**Fragmento seleccionado:**
________________________________________

Hace casi dos mil años, el primer concilio de Nicea no nos ayuda a precisar
mucho más, una turbamulta vengativa no pudo soportar la entrada triunfal
de Jesús en Jerusalén.
Amparándose en todo tipo de falsas acusaciones e infundios, que apenas ocultaban
el odio que la clase dirigente judía abrigaba contra ese Jesús, lo condujeron
al Sanedrín. Allí, ensañándose con quien se dejaba llamar Hijo de Dios y
Rey de los Judíos, fue interrogado primero por Anás y luego por Caifás.
Después de todo tipo de vejaciones, ya de madrugada, fue conducido como
un animal ante Poncio Pilatos.
No se sabe si por miedo o por no alterar
una vida que imaginamos cómoda y muelle, Pilatos se inhibió dramáticamente
en tan cruel procedimiento y, con el intermedio escarnecedor de Herodes,
se plegó a la ominosa conjura del sumo sacerdote judío y sus acólitos para
acabar con la vida de Jesús.

________________________________________

**Material recopilado:**
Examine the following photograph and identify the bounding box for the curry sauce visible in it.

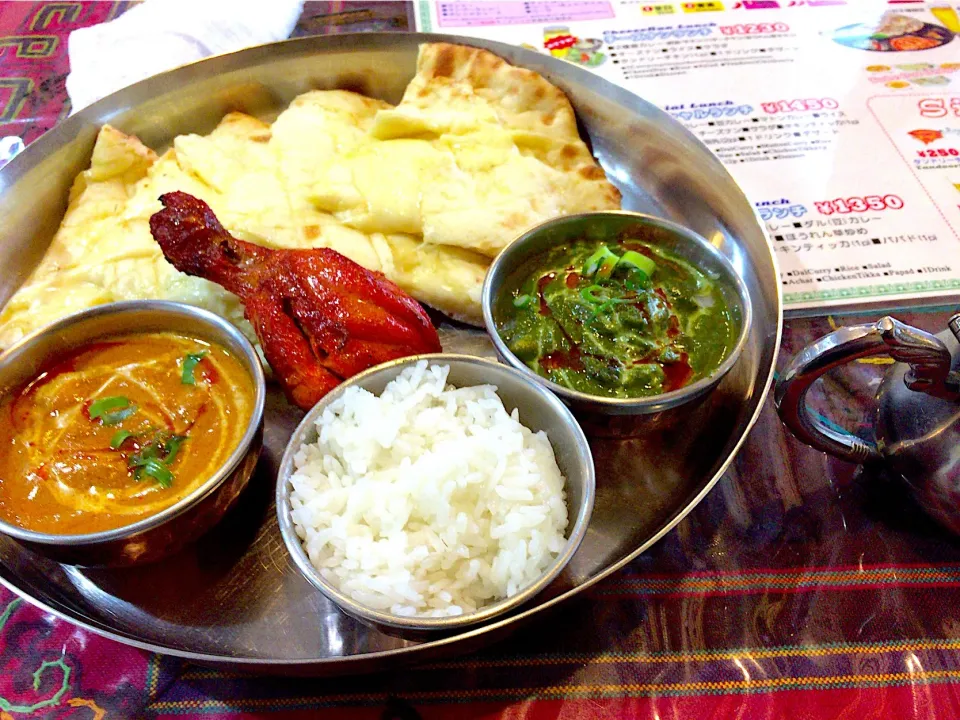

________________________________________

**Tareas del ejercicio:**
[A] Según el fragmento seleccionado, ¿quién interrogó primero a Jesús en el Sanedrín?
[B] Explica qué movía, según el fragmento seleccionado, a quienes condujeron a Jesús al Sanedrín.
[C] Prolonga el fragmento seleccionado, sobre el proceso a Jesús, a partir de su última oración.

**Respuestas:**
[A] Anás.

[B] Lo llevaron amparándose en falsas acusaciones e infundios. Según el fragmento, esas acusaciones apenas ocultaban el odio que la clase dirigente judía abrigaba contra Jesús.

[C]
A partir de ahí, el escarnio, los azotes, la traición, las negaciones, la
corona de espinas, los ultrajes, las tres caídas y otros tantos pavorosos
esfuerzos para alzarse con su cruz sobre la tierra, fueron el marco abominable
con que se condujo hasta el Gólgota a Jesús para ser crucificado entre ladrones.
Las bandas de trompetas y tambores, consentidas por el Ayuntamiento, ensayan
cada noche bajo nuestras ventanas para sobresaltarnos con el horror de aquel
recuerdo.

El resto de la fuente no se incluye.